> [TASK INPUT]
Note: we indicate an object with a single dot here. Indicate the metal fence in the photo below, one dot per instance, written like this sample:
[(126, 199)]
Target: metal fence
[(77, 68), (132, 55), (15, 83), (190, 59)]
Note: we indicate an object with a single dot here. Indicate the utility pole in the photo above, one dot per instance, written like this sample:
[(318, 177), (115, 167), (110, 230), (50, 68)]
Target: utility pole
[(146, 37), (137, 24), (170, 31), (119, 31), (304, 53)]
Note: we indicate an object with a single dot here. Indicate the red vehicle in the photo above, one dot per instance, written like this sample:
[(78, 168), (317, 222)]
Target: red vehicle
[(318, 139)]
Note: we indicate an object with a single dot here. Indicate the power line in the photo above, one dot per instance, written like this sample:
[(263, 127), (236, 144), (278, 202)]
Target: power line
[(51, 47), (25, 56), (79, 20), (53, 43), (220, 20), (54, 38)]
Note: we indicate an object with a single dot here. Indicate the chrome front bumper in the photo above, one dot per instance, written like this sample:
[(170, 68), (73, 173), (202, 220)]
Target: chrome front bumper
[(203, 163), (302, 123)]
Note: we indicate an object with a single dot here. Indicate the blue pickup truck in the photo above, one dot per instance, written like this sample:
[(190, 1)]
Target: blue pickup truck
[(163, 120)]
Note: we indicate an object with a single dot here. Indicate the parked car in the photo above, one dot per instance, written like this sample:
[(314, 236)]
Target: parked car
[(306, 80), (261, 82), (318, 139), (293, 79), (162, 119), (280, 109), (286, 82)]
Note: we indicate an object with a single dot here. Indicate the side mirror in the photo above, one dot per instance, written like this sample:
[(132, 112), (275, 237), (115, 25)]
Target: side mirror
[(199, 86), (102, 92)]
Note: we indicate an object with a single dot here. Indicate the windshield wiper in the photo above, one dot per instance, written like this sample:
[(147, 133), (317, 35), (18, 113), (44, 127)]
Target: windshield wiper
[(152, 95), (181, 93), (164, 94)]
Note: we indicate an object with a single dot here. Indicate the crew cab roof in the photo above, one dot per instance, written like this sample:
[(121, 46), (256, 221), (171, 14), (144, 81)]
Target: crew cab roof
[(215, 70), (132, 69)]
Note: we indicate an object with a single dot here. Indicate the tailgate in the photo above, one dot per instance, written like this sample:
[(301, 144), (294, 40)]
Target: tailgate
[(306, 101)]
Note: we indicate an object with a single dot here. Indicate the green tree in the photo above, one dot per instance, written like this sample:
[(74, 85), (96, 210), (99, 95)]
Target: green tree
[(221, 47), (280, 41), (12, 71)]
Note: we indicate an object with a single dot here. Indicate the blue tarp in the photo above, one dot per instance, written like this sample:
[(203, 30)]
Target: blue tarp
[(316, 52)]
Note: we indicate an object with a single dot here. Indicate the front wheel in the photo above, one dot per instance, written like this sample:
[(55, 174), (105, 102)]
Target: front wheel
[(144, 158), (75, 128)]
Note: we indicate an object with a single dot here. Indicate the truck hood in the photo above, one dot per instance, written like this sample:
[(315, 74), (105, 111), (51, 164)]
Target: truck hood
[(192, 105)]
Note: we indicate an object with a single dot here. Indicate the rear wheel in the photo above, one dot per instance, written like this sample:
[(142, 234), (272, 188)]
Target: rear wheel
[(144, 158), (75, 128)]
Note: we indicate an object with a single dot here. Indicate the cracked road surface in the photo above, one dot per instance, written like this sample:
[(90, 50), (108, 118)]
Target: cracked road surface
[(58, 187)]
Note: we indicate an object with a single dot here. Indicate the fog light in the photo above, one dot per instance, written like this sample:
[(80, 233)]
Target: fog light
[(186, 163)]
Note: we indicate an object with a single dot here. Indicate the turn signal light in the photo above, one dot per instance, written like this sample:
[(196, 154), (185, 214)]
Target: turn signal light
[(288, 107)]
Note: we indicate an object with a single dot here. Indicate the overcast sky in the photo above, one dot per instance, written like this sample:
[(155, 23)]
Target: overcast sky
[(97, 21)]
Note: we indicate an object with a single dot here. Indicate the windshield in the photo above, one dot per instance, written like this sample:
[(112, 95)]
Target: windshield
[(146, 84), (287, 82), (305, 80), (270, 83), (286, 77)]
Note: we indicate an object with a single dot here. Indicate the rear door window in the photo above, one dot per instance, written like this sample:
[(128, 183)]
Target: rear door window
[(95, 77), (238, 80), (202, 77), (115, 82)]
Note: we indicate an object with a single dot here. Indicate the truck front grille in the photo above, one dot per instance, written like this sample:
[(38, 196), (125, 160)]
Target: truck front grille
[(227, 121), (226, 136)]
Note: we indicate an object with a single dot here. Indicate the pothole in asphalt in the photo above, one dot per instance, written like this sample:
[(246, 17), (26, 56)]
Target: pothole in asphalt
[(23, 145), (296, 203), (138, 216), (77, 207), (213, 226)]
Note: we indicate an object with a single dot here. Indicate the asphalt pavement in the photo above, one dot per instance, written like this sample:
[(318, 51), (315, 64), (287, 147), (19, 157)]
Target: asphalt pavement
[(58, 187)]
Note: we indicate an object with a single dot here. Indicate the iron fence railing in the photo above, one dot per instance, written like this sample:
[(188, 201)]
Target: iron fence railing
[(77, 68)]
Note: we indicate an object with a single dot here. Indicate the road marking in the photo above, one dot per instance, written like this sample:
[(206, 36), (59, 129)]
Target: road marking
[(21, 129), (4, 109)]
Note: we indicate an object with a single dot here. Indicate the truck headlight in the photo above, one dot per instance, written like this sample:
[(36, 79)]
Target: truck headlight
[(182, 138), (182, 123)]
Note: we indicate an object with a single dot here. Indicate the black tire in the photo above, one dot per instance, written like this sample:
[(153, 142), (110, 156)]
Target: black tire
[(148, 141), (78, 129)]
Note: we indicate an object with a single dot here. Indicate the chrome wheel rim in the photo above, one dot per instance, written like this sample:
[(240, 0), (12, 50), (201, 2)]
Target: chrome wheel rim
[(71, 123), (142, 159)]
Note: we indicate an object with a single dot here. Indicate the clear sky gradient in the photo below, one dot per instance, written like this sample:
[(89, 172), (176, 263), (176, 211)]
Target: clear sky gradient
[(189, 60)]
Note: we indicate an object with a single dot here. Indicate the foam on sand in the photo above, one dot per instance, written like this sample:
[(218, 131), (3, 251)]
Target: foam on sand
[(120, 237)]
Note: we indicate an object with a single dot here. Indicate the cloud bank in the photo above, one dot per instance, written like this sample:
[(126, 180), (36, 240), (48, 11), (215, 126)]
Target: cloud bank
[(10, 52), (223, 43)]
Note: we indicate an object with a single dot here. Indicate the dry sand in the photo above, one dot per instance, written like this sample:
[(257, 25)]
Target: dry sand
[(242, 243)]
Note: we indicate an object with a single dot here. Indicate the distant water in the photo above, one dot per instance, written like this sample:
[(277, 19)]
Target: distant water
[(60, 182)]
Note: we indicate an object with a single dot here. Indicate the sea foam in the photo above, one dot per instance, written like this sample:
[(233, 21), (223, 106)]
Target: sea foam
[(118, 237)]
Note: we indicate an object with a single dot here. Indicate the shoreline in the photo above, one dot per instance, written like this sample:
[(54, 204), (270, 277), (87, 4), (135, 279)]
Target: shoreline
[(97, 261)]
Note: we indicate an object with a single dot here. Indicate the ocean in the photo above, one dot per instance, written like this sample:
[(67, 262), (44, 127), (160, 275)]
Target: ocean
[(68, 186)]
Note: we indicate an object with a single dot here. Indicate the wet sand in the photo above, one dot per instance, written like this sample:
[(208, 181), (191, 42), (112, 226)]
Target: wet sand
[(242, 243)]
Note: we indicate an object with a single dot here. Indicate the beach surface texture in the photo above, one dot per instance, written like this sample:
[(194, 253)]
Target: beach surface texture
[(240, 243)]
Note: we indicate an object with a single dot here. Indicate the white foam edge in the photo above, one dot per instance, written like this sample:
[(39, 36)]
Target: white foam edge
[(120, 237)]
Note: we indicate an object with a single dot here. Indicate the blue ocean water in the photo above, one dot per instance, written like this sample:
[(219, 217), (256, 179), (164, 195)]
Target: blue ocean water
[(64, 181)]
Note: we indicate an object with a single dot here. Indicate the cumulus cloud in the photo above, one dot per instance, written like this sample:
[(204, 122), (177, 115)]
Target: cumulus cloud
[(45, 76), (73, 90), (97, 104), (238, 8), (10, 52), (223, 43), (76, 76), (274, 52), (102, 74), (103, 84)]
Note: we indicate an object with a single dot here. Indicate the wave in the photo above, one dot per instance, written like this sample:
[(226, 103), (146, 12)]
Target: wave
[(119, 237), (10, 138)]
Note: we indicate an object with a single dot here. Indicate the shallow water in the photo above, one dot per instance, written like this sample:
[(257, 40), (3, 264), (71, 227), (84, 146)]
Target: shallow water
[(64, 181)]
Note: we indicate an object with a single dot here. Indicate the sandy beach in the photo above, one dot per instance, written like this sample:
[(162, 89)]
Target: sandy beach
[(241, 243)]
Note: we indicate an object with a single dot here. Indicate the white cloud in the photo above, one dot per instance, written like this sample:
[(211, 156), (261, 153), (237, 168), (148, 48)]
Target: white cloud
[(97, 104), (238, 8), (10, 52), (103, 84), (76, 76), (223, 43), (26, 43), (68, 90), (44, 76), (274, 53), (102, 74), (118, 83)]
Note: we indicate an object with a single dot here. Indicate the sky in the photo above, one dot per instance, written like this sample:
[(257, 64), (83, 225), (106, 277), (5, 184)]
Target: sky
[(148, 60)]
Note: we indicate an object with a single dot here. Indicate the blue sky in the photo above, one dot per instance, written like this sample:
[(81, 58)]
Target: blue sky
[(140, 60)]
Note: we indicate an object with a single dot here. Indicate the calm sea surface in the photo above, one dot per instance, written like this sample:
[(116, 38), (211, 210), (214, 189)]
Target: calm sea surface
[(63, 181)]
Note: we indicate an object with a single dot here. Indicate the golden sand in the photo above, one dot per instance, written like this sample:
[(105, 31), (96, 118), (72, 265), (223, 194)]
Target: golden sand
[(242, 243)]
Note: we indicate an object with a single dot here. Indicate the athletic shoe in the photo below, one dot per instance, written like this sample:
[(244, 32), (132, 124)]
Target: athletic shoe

> [STATED TASK]
Convert the part of the records above that opens with the line containing "the blue pickup" and closes with the line containing "[(199, 86), (102, 92)]", both ends included, into a Markdown table with a Row column for the row number and a Line column for the line itself, leaving out blank lines.

> [WRITTEN RESPONSE]
| Row | Line |
|---|---|
| 1 | Note: we indicate an object with a single dot here. Indicate the blue pickup truck in the photo above, one dot per instance, written like this sample: |
| 2 | [(190, 1)] |
| 3 | Target: blue pickup truck |
| 4 | [(163, 120)] |
| 5 | Note: we indicate an object with a single dot here. Indicate the parked car in the photo above, one dot per instance, written like this sample: |
| 6 | [(314, 236)] |
| 7 | Target: parked car |
| 8 | [(306, 80), (261, 82), (318, 139), (293, 79), (162, 119), (280, 109), (286, 82)] |
| 9 | Note: we indicate an object with a single dot here. Indicate the side mirror in the photo above, one dot per instance, written like this sample: |
| 10 | [(132, 112), (275, 237), (115, 25)] |
| 11 | Target: side mirror |
| 12 | [(199, 86), (102, 92)] |